__SCOPO DELL'ESERCIZIO__:
Riassumi in due frasi l'articolo sui contratti a termine e il Jobs act.

__ESTRATTO DEL DOCUMENTO__:
-- -- --
Lavoro, perché i contratti a termine non sono nati con il Jobs Act. E ci saranno ancora

In uno dei suoi primi interventi da ministro del Lavoro, Luigi Di Maio ha sfoderato un vecchio cavallo di battaglia: la rivisitazione del Jobs act, la riforma dell’impiego varata dal governo Renzi nel 2014 e accusata di creare «troppa precarietà» in un mercato già stravolto dalla crisi. Una condizione conosciuta bene dai giovani, fra le categorie che hanno subìto di più la precarizzazione dei rapporti di lavoro. Tutta colpa del Jobs act e dell’occupazione creata sotto al suo regime dal 2015 al 2017? Non proprio, o almeno, non del tutto.

Da un lato, sono i numeri a confermare un aumento di contratti instabili negli ultimi tre anni: secondo i dati Inps le nuove assunzioni a tempo indeterminato di 15-29enni sono calate dalle 397.878 del periodo gennaio-ottobre 2015 alle 235.600 dello stesso frangente del 2017 (-144.278), a fronte di aumento di circa 500mila contratti a termine nello stesso periodo. Dall’altro la proliferazione di contratti a tempo e varianti instabili tra i giovani (e meno giovani) risale ad anni prima l’approvazione della riforma. E non sembra destinata a esaurirsi con un rimaneggiamento robusto del Jobs act, pur corresponsabile di un aumento del lavoro dettato più dalla quantità che dalla qualità dell’impiego.
-- -- --
__DATI MOSTRATI__:
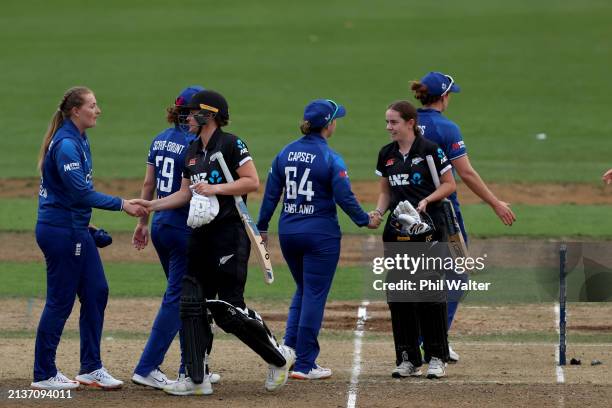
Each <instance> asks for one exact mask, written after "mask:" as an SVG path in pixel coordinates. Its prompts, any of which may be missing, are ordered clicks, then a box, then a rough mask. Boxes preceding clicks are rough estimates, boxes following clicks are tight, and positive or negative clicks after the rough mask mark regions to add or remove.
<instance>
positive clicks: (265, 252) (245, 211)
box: [236, 201, 274, 285]
mask: <svg viewBox="0 0 612 408" xmlns="http://www.w3.org/2000/svg"><path fill="white" fill-rule="evenodd" d="M236 207H237V208H238V212H239V213H240V218H241V219H242V223H243V224H244V228H245V229H246V232H247V235H248V236H249V239H250V240H251V244H252V245H253V247H254V249H255V257H256V258H257V262H258V263H259V267H260V268H261V270H262V271H263V274H264V281H265V282H266V283H267V284H268V285H270V284H271V283H272V282H274V272H273V270H272V261H271V259H270V253H269V252H268V249H267V248H266V244H265V243H264V240H263V238H262V236H261V233H260V232H259V230H258V229H257V226H256V225H255V222H253V219H252V218H251V215H250V214H249V210H248V209H247V206H246V204H244V201H240V202H239V203H236Z"/></svg>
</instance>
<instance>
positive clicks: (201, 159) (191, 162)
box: [183, 128, 252, 226]
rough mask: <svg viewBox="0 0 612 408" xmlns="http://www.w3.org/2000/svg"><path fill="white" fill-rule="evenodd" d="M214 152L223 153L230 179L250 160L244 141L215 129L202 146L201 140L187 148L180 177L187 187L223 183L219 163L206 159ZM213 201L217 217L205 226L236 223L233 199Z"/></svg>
-- -- --
__ESERCIZIO SVOLTO__:
Il ministro del Lavoro Luigi Di Maio ha rilanciato la revisione del Jobs act, la riforma varata dal governo Renzi nel 2014 e accusata di creare troppa precarietà, una condizione che ha colpito soprattutto i giovani. I dati Inps confermano tra il 2015 e il 2017 un calo delle assunzioni a tempo indeterminato dei 15-29enni e un aumento dei contratti a termine, ma la diffusione dei contratti instabili risale ad anni prima della riforma e non sembra destinata a esaurirsi con una sua revisione.